REQUIRED TASK — Would you quote the material below in full and unchanged?

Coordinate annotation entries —
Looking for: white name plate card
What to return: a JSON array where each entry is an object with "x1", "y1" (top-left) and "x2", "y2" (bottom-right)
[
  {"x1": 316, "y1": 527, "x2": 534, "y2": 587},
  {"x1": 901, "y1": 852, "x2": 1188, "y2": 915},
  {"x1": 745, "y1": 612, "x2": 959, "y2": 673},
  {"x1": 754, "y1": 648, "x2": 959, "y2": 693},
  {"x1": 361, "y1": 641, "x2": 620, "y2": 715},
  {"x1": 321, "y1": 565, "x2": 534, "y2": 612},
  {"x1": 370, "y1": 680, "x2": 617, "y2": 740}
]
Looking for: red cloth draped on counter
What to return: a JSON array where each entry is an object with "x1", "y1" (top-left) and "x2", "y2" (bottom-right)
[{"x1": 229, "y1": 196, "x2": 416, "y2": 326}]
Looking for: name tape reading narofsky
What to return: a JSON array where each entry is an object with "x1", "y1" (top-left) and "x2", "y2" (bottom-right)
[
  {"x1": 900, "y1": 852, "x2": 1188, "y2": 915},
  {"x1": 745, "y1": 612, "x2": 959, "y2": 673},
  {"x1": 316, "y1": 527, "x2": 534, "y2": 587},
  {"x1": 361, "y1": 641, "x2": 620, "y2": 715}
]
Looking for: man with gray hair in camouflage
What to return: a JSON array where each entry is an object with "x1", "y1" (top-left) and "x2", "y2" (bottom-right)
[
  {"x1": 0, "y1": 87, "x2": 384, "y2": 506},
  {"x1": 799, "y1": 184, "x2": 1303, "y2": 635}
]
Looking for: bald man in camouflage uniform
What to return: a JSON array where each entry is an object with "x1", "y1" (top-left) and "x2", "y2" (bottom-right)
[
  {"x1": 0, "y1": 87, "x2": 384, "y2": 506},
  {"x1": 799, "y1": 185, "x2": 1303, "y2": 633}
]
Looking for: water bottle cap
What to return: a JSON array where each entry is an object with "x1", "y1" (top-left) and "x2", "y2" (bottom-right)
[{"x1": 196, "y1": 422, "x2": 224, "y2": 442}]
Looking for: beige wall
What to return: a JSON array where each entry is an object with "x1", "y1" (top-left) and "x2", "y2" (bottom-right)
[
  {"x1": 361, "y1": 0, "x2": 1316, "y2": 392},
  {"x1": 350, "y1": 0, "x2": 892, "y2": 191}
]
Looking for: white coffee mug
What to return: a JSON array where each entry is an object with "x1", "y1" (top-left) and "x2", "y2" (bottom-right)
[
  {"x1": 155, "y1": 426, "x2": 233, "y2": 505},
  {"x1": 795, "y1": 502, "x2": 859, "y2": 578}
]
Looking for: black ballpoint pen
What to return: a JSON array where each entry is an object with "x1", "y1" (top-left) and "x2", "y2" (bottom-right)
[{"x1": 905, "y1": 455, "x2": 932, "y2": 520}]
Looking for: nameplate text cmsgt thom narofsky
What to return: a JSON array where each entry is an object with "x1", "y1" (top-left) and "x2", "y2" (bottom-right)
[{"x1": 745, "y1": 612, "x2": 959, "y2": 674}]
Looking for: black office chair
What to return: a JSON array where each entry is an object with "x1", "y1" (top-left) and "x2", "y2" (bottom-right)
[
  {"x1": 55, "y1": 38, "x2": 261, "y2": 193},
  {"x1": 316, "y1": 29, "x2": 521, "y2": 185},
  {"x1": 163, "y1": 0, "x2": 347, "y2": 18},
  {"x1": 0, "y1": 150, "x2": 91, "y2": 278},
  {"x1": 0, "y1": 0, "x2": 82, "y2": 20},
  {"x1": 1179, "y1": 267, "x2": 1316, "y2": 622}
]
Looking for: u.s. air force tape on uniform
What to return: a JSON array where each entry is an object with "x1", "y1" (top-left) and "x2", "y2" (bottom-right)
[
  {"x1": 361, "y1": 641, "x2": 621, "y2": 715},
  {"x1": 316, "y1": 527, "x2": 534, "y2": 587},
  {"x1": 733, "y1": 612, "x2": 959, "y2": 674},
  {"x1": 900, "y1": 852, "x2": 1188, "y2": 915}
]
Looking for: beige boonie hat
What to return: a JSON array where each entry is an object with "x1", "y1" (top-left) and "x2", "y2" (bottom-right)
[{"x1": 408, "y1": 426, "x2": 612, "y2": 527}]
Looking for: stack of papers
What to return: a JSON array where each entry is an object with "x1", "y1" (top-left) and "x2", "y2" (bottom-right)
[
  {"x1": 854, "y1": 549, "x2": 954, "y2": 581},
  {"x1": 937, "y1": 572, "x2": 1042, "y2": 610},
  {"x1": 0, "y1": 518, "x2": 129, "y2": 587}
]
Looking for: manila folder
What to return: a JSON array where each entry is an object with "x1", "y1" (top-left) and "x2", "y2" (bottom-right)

RESPONSE TO THIS TASK —
Looking for: white name plate card
What to return: a JSON array where each entry is an object with "x1", "y1" (top-left) and "x2", "y2" (bottom-right)
[
  {"x1": 316, "y1": 527, "x2": 534, "y2": 587},
  {"x1": 901, "y1": 852, "x2": 1188, "y2": 915},
  {"x1": 745, "y1": 612, "x2": 959, "y2": 673},
  {"x1": 754, "y1": 648, "x2": 959, "y2": 693},
  {"x1": 361, "y1": 641, "x2": 620, "y2": 715},
  {"x1": 321, "y1": 565, "x2": 534, "y2": 612},
  {"x1": 370, "y1": 680, "x2": 617, "y2": 740}
]
Looking for: red cloth draped on counter
What to return: a JSON array where each entry is an object with "x1", "y1" (top-left) and "x2", "y2" (bottom-right)
[{"x1": 229, "y1": 196, "x2": 416, "y2": 326}]
Looking for: name tape reading narofsky
What to return: a JSON array where each entry is an object with "x1", "y1" (top-left) and "x2", "y2" (bottom-right)
[
  {"x1": 900, "y1": 852, "x2": 1188, "y2": 915},
  {"x1": 745, "y1": 612, "x2": 959, "y2": 673},
  {"x1": 316, "y1": 527, "x2": 534, "y2": 587},
  {"x1": 361, "y1": 641, "x2": 620, "y2": 715}
]
Looking for: man with gray hair in camouflage
What to return: a JSON array where each entry is an object with "x1", "y1" (top-left) and "x2", "y2" (bottom-right)
[
  {"x1": 0, "y1": 87, "x2": 384, "y2": 506},
  {"x1": 799, "y1": 184, "x2": 1303, "y2": 635}
]
Looking for: bald man in camouflage uniform
What to return: a JSON array where each entry is an object with "x1", "y1" (top-left) and "x2", "y2" (bottom-right)
[
  {"x1": 0, "y1": 87, "x2": 384, "y2": 506},
  {"x1": 799, "y1": 185, "x2": 1303, "y2": 633}
]
Looking for: water bottle cap
What to return: a JSON array where each entry is an object with "x1", "y1" (top-left) and "x2", "y2" (bottom-right)
[{"x1": 196, "y1": 422, "x2": 224, "y2": 442}]
Looking for: beige wall
What to return: a JSON array where each entry is an object with "x1", "y1" (top-left) and "x2", "y2" (bottom-right)
[
  {"x1": 361, "y1": 0, "x2": 1316, "y2": 392},
  {"x1": 350, "y1": 0, "x2": 892, "y2": 191}
]
Looking for: white coffee mug
What to return: a JSON array where each entry is an object with "x1", "y1" (top-left) and "x2", "y2" (bottom-right)
[
  {"x1": 155, "y1": 426, "x2": 233, "y2": 505},
  {"x1": 795, "y1": 502, "x2": 859, "y2": 578}
]
Looking for: black ballpoint pen
What to return: a JSON array where each entry is an object with "x1", "y1" (top-left) and "x2", "y2" (bottom-right)
[{"x1": 905, "y1": 455, "x2": 932, "y2": 520}]
Looking for: nameplate text cmsgt thom narofsky
What to return: a JSON array where each entry is an object with "x1", "y1" (top-left) and "x2", "y2" (bottom-right)
[{"x1": 745, "y1": 612, "x2": 959, "y2": 674}]
Looking for: black office chair
What to return: a JSON array where each entry is an object with "x1", "y1" (top-left) and "x2", "y2" (bottom-right)
[
  {"x1": 55, "y1": 38, "x2": 261, "y2": 193},
  {"x1": 316, "y1": 29, "x2": 521, "y2": 185},
  {"x1": 163, "y1": 0, "x2": 347, "y2": 18},
  {"x1": 0, "y1": 150, "x2": 91, "y2": 278},
  {"x1": 0, "y1": 0, "x2": 82, "y2": 20},
  {"x1": 1179, "y1": 267, "x2": 1316, "y2": 622}
]
Looking for: u.s. air force tape on uniform
What to return: a JSON array where each entry is an object with "x1", "y1" (top-left) and "x2", "y2" (bottom-right)
[
  {"x1": 361, "y1": 641, "x2": 621, "y2": 715},
  {"x1": 316, "y1": 527, "x2": 534, "y2": 587},
  {"x1": 733, "y1": 612, "x2": 959, "y2": 674},
  {"x1": 900, "y1": 852, "x2": 1188, "y2": 915}
]
Looking for: beige boonie hat
What to return: a JSON array where each entry is an object with "x1", "y1" (top-left) and "x2", "y2" (bottom-right)
[{"x1": 408, "y1": 426, "x2": 612, "y2": 527}]
Looking for: stack of papers
What to return: a JSON array where each entry is an object with "x1", "y1" (top-left) and "x2", "y2" (bottom-right)
[
  {"x1": 854, "y1": 549, "x2": 954, "y2": 581},
  {"x1": 937, "y1": 572, "x2": 1042, "y2": 610},
  {"x1": 0, "y1": 518, "x2": 129, "y2": 587}
]
Looking for: manila folder
What to return: a JSON array where each entry is an object with "x1", "y1" (top-left) and "x2", "y2" (bottom-right)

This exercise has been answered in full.